» **What this task involves**
Rewrite all of the items below, changing every "bbox request" to "locate" and keeping everything else the same.

» **Entries provided**

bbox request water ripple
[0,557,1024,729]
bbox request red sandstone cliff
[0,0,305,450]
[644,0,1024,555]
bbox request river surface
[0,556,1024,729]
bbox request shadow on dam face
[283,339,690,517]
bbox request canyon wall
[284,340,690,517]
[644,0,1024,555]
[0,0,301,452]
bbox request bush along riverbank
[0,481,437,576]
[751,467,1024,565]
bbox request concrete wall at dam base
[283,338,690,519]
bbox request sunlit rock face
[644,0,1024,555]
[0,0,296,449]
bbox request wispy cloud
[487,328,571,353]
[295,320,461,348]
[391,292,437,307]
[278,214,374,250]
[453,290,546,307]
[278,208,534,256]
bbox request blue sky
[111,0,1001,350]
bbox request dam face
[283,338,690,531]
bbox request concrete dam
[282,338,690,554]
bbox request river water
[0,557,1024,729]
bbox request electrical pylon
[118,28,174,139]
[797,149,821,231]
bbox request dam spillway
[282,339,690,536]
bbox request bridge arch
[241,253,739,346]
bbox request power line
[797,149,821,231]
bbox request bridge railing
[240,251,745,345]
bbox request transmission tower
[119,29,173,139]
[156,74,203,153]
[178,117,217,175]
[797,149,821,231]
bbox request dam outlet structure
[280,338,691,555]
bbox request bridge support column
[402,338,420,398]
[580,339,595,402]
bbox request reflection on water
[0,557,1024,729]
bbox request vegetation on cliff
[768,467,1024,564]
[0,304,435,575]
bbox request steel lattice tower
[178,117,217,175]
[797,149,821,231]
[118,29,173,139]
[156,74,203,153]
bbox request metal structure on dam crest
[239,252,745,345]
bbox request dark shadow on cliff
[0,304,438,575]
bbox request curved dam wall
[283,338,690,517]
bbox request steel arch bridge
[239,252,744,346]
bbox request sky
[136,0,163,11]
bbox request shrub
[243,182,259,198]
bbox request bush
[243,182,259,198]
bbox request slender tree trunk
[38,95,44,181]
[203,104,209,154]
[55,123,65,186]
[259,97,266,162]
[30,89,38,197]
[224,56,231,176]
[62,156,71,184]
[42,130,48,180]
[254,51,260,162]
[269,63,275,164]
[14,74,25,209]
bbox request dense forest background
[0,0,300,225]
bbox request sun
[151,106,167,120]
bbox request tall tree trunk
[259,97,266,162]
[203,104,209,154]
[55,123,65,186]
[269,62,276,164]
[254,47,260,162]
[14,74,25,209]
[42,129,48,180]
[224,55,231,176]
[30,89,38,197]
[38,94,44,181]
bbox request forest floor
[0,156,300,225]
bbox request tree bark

» **Written solution**
locate water ripple
[0,557,1024,729]
locate red sandstone cliff
[0,0,305,450]
[644,0,1024,555]
locate river surface
[0,556,1024,729]
locate shadow on dam face
[283,339,690,517]
locate canyon wall
[284,340,690,517]
[644,0,1024,555]
[0,0,301,452]
locate bush along riverbank
[0,481,437,576]
[751,467,1024,565]
locate concrete wall at dam base
[283,338,690,519]
locate sunlit rock face
[644,0,1024,555]
[0,0,296,449]
locate wispy cloud
[487,328,571,353]
[295,320,461,348]
[391,292,437,307]
[278,214,374,250]
[453,290,546,307]
[278,208,534,256]
locate blue sky
[111,0,1001,350]
locate dam face
[283,338,690,531]
locate concrete dam
[282,338,690,554]
locate river water
[0,557,1024,729]
locate electrical pylon
[118,28,174,139]
[797,149,821,231]
locate dam spillway
[282,339,690,536]
locate bridge arch
[241,253,739,346]
locate power line
[797,149,821,231]
locate bridge railing
[240,251,745,345]
locate transmission tower
[119,29,173,139]
[156,74,203,153]
[178,117,217,175]
[797,149,821,231]
locate dam outlet structure
[280,338,691,555]
locate bridge support column
[402,338,420,398]
[580,339,595,402]
locate reflection on water
[0,557,1024,729]
locate vegetation on cliff
[768,467,1024,564]
[0,304,435,575]
locate steel lattice tower
[178,117,217,175]
[797,149,821,231]
[118,29,173,139]
[156,74,203,153]
locate metal structure on dam crest
[239,252,745,345]
locate dark shadow on cliff
[0,304,438,575]
locate curved dam wall
[283,338,690,517]
locate steel arch bridge
[239,252,744,346]
locate sky
[136,0,163,11]
locate shrub
[243,182,259,198]
locate bush
[243,182,259,198]
locate slender tree trunk
[38,95,44,181]
[203,104,209,154]
[55,123,65,186]
[259,97,266,162]
[30,89,38,197]
[224,56,231,176]
[62,156,71,184]
[42,130,48,180]
[254,51,260,162]
[269,63,275,164]
[14,74,25,209]
locate dense forest background
[0,0,300,225]
locate sun
[151,106,167,120]
locate tall tree trunk
[259,97,266,162]
[203,104,209,154]
[55,123,65,186]
[269,62,276,164]
[254,47,260,162]
[14,74,25,209]
[42,129,48,180]
[224,55,231,176]
[30,89,38,197]
[38,94,44,181]
locate forest floor
[0,156,300,225]
locate tree bark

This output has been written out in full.